(Collection entries)
----
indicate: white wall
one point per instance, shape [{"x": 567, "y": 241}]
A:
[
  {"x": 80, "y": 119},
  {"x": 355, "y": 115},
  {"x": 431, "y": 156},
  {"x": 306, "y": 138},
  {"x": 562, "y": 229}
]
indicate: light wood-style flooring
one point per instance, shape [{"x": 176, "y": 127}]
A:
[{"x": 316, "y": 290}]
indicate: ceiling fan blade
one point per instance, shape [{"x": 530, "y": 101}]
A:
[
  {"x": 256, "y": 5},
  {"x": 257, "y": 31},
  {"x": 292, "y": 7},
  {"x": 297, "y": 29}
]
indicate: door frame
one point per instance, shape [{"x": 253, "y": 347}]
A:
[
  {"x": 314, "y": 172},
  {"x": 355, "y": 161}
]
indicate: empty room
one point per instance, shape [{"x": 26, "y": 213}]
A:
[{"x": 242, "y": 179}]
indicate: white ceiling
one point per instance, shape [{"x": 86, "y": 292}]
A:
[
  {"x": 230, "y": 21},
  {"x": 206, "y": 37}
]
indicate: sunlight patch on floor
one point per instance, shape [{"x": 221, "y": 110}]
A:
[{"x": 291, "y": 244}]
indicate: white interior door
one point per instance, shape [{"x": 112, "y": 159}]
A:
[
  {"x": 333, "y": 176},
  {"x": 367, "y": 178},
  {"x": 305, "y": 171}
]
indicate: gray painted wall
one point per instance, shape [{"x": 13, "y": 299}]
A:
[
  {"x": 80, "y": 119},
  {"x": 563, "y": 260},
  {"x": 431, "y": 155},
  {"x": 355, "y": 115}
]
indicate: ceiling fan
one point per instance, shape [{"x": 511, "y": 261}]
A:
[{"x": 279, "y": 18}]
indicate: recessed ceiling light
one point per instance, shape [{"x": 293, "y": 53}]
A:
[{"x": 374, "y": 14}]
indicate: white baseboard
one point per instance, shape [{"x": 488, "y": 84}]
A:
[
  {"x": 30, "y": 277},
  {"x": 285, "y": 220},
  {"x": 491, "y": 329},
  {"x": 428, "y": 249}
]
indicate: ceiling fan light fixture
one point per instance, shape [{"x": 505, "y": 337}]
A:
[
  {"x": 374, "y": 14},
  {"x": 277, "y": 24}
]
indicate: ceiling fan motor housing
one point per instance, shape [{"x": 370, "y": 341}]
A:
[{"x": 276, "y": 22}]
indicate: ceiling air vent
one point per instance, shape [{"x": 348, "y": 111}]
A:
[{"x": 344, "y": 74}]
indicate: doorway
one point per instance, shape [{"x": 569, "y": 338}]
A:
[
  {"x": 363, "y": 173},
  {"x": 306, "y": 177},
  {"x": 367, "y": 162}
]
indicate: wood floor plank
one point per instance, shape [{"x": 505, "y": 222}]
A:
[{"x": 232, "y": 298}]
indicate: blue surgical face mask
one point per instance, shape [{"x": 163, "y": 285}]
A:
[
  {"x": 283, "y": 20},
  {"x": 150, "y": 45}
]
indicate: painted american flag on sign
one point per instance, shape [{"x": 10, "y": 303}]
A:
----
▸ **Task directions**
Copy out the records once more, exactly as they are written.

▸ **Solution for this task**
indicate: white wall
one point per instance, shape [{"x": 567, "y": 241}]
A:
[
  {"x": 80, "y": 119},
  {"x": 355, "y": 115},
  {"x": 431, "y": 156},
  {"x": 306, "y": 138},
  {"x": 562, "y": 229}
]
indicate: light wood-style flooring
one point per instance, shape [{"x": 176, "y": 127}]
A:
[{"x": 316, "y": 290}]
indicate: ceiling fan blade
one point per instance, shape [{"x": 530, "y": 101}]
A:
[
  {"x": 256, "y": 5},
  {"x": 257, "y": 31},
  {"x": 292, "y": 7},
  {"x": 297, "y": 29}
]
indicate: door frame
one point per instance, shape [{"x": 253, "y": 347}]
A:
[
  {"x": 314, "y": 172},
  {"x": 355, "y": 161}
]
indicate: empty room
one point per instance, shape [{"x": 26, "y": 213}]
A:
[{"x": 242, "y": 179}]
indicate: white ceiling
one point per instance, shape [{"x": 86, "y": 292}]
A:
[
  {"x": 230, "y": 21},
  {"x": 206, "y": 37}
]
indicate: sunlight patch on floor
one point per instance, shape [{"x": 221, "y": 110}]
A:
[{"x": 291, "y": 244}]
indicate: white interior door
one point per instance, shape [{"x": 112, "y": 159}]
A:
[
  {"x": 333, "y": 176},
  {"x": 367, "y": 178},
  {"x": 305, "y": 171}
]
indicate: gray painted wall
one point per instance, shape [{"x": 13, "y": 299}]
A:
[
  {"x": 80, "y": 119},
  {"x": 563, "y": 260},
  {"x": 431, "y": 155},
  {"x": 355, "y": 115}
]
indicate: ceiling fan
one point per instance, shape [{"x": 511, "y": 261}]
A:
[{"x": 279, "y": 18}]
indicate: recessed ceiling light
one point per instance, shape [{"x": 293, "y": 53}]
A:
[{"x": 374, "y": 14}]
indicate: white baseboard
one point per instance, shape [{"x": 488, "y": 84}]
A:
[
  {"x": 30, "y": 277},
  {"x": 285, "y": 220},
  {"x": 491, "y": 329},
  {"x": 428, "y": 249}
]
indicate: ceiling fan light fixture
one point per instance, shape [{"x": 505, "y": 337}]
A:
[
  {"x": 374, "y": 14},
  {"x": 277, "y": 24}
]
indicate: ceiling fan motor housing
one point per instance, shape [{"x": 370, "y": 341}]
A:
[{"x": 276, "y": 22}]
indicate: ceiling air vent
one point per instance, shape [{"x": 348, "y": 111}]
A:
[{"x": 344, "y": 74}]
indicate: doorway
one point per instance, shape [{"x": 569, "y": 338}]
A:
[
  {"x": 363, "y": 173},
  {"x": 306, "y": 177},
  {"x": 367, "y": 162}
]
indicate: wood floor plank
one point per instance, shape [{"x": 505, "y": 222}]
A:
[{"x": 232, "y": 298}]
indicate: blue surgical face mask
one point per instance, shape [{"x": 163, "y": 285}]
A:
[
  {"x": 283, "y": 20},
  {"x": 150, "y": 45}
]
indicate: painted american flag on sign
one point per instance, shape [{"x": 10, "y": 303}]
A:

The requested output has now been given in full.